Integrating twice, the result in the textbook is:

$$ s(x) = \frac{(x_{i+1}-x)^3 M_i + (x-x_i)^3 M_{i+1}}{6h_i} + C(x_{i+1}-x) + D(x-x_i)$$

I am curious why there are not additional constants, $E$ and $F$ in the expression for $s(x)$.

I get,

$$ s_1(x) = \int \frac{(x_{i+1}-x)M_i + (x-x_i)M_{i+1}}{h_i} dx$$ $$ = \int \frac{(x_{i+1}-x)M_i}{h_i} dx + \int \frac{(x-x_i)M_{i+1}}{h_i} dx$$ $$ = \int \frac{u M_i}{h_i} (-1) du + \int \frac{vM_{i+1}}{h_i} dv$$ $$ = \frac{u^2}{2h_i}M_i (-1) + C_1 + \frac{v^2 M_{i+1}}{2h_i} + C_2$$ $$ = \frac{(x_{i+1}-x)^2 M_i (-1)}{2h_i} + C_1 + \frac{(x-x_i)^2 M_{i+1}}{2h_i} + C_2$$

$$ s(x) = \int s_1(x) dx$$ $$ = \int \left[\frac{(x_{i+1}-x)^2 M_i (-1)}{2h_i} + C_1 \right]dx + \int \left[\frac{(x-x_i)^2 M_{i+1}}{2h_i} + C_2 \right]dx$$ $$ = \int \left[\frac{u^2 M_i (-1)}{2h_i} + C_1 \right]du (-1) + \int \left[\frac{v^2 M_{i+1}}{2 h_i} + C_2 \right]dv$$ (Eq 0) $$ = \int \left[\frac{u^2 M_i}{2 h_i} + C_1 \right]du + \int \left[\frac{v^2 M_{i+1}}{2 h_i} + C_2 \right]dv$$ (Eq 1) $$ = \frac{u^3 M_i}{6 h_i} + C_1 u + C_3 + \frac{v^3 M_{i+1}}{6 h_i} + C_2 v + C_4$$ $$ s(x) = \frac{(x_{i+1}-x)^3 M_i + (x-x_i)^3 M_{i+1}}{6h_i} + C_1(x_{i+1}-x) + C_2(x-x_i) + C_3 + C_4$$

Note that in moving from (Eq 0) to (Eq 1), I did: $\int C_1 du (-1) = \int C_1 du$, since $C_1 $ is some constant. Note that the last equation matches the original equation from the text, except I have additional $C_3$ and $C_4$ terms. (Let $C_1 = C$, $C_2 = D$.) Can some please explain how to make my result match the result in the book?

_____

Extract the whole post about integrating the spline formula twice, copying every line and equation word for word. None of the items is needed.

## Extracted data

_____

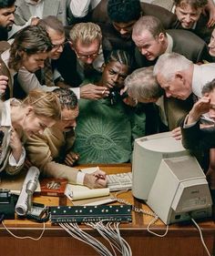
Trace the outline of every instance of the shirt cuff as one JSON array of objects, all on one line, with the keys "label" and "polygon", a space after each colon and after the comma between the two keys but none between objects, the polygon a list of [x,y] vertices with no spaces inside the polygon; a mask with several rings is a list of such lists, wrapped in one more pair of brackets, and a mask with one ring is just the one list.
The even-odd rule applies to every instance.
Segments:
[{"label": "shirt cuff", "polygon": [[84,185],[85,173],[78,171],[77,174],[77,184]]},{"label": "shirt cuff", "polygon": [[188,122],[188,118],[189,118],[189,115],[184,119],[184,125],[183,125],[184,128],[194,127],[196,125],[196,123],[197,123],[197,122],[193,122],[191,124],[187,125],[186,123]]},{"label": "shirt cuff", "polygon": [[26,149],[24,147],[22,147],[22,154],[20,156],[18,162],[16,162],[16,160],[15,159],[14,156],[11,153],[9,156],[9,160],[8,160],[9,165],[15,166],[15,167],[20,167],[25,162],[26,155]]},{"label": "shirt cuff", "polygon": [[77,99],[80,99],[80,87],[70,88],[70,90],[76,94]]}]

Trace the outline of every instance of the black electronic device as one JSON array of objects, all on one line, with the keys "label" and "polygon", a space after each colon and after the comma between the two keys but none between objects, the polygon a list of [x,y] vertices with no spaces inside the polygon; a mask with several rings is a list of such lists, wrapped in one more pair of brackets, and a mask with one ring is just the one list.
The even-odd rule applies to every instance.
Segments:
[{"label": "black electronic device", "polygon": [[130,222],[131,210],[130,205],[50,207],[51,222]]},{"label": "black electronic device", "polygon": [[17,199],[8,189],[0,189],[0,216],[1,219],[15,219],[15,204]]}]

_____

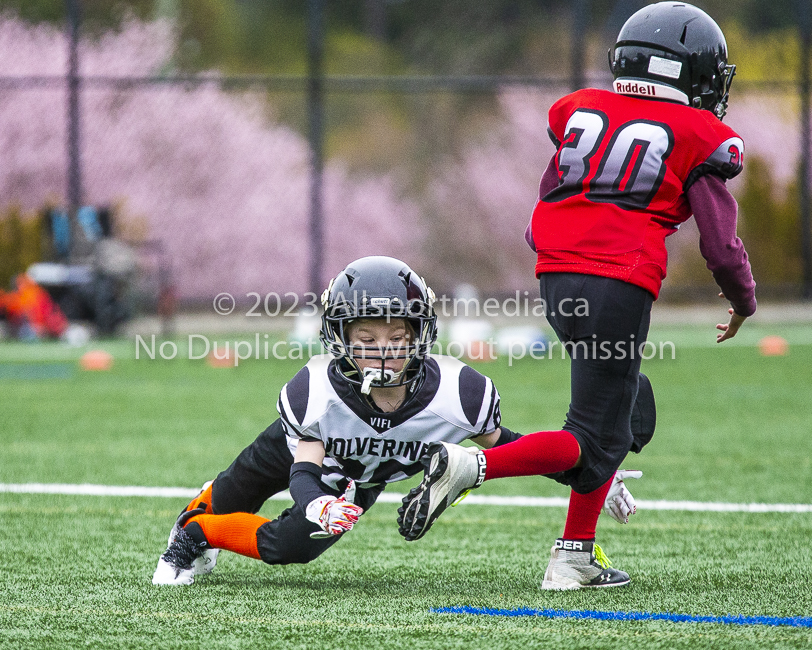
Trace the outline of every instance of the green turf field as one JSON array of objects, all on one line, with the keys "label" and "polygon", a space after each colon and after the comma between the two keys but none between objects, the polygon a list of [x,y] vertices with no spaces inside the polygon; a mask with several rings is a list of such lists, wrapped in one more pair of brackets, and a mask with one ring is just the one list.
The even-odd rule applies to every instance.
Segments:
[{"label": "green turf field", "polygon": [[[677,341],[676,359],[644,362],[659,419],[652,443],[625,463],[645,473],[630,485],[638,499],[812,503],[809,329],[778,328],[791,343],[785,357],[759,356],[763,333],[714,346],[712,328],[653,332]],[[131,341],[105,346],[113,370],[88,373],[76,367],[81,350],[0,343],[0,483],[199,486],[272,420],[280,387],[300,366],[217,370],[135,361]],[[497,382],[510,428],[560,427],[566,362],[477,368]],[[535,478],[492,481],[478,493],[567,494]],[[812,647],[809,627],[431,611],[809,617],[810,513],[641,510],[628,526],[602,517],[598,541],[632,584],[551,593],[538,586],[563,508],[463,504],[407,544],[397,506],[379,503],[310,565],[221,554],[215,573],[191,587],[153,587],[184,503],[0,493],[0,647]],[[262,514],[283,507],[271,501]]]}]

_____

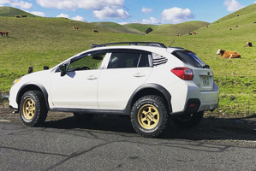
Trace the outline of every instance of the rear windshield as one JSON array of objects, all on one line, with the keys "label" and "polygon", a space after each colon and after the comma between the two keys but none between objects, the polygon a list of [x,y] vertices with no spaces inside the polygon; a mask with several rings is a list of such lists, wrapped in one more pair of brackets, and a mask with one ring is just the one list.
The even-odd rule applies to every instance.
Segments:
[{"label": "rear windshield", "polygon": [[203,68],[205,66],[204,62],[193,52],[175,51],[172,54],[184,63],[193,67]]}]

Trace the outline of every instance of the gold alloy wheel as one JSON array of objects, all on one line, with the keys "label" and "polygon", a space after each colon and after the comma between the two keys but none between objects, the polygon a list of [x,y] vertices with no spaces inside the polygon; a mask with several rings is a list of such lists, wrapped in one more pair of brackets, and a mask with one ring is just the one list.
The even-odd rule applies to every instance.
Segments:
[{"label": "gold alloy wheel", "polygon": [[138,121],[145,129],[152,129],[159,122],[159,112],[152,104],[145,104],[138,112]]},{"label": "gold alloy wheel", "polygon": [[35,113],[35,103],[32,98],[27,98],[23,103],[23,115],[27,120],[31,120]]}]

_____

## Solution for this problem
Integrating twice, the result in the textbook is:

$$ s(x) = \frac{(x_{i+1}-x)^3 M_i + (x-x_i)^3 M_{i+1}}{6h_i} + C(x_{i+1}-x) + D(x-x_i)$$

I am curious why there are not additional constants, $E$ and $F$ in the expression for $s(x)$.

I get,

$$ s_1(x) = \int \frac{(x_{i+1}-x)M_i + (x-x_i)M_{i+1}}{h_i} dx$$ $$ = \int \frac{(x_{i+1}-x)M_i}{h_i} dx + \int \frac{(x-x_i)M_{i+1}}{h_i} dx$$ $$ = \int \frac{u M_i}{h_i} (-1) du + \int \frac{vM_{i+1}}{h_i} dv$$ $$ = \frac{u^2}{2h_i}M_i (-1) + C_1 + \frac{v^2 M_{i+1}}{2h_i} + C_2$$ $$ = \frac{(x_{i+1}-x)^2 M_i (-1)}{2h_i} + C_1 + \frac{(x-x_i)^2 M_{i+1}}{2h_i} + C_2$$

$$ s(x) = \int s_1(x) dx$$ $$ = \int \left[\frac{(x_{i+1}-x)^2 M_i (-1)}{2h_i} + C_1 \right]dx + \int \left[\frac{(x-x_i)^2 M_{i+1}}{2h_i} + C_2 \right]dx$$ $$ = \int \left[\frac{u^2 M_i (-1)}{2h_i} + C_1 \right]du (-1) + \int \left[\frac{v^2 M_{i+1}}{2 h_i} + C_2 \right]dv$$ (Eq 0) $$ = \int \left[\frac{u^2 M_i}{2 h_i} + C_1 \right]du + \int \left[\frac{v^2 M_{i+1}}{2 h_i} + C_2 \right]dv$$ (Eq 1) $$ = \frac{u^3 M_i}{6 h_i} + C_1 u + C_3 + \frac{v^3 M_{i+1}}{6 h_i} + C_2 v + C_4$$ $$ s(x) = \frac{(x_{i+1}-x)^3 M_i + (x-x_i)^3 M_{i+1}}{6h_i} + C_1(x_{i+1}-x) + C_2(x-x_i) + C_3 + C_4$$

Note that in moving from (Eq 0) to (Eq 1), I did: $\int C_1 du (-1) = \int C_1 du$, since $C_1 $ is some constant. Note that the last equation matches the original equation from the text, except I have additional $C_3$ and $C_4$ terms. (Let $C_1 = C$, $C_2 = D$.) Can some please explain how to make my result match the result in the book?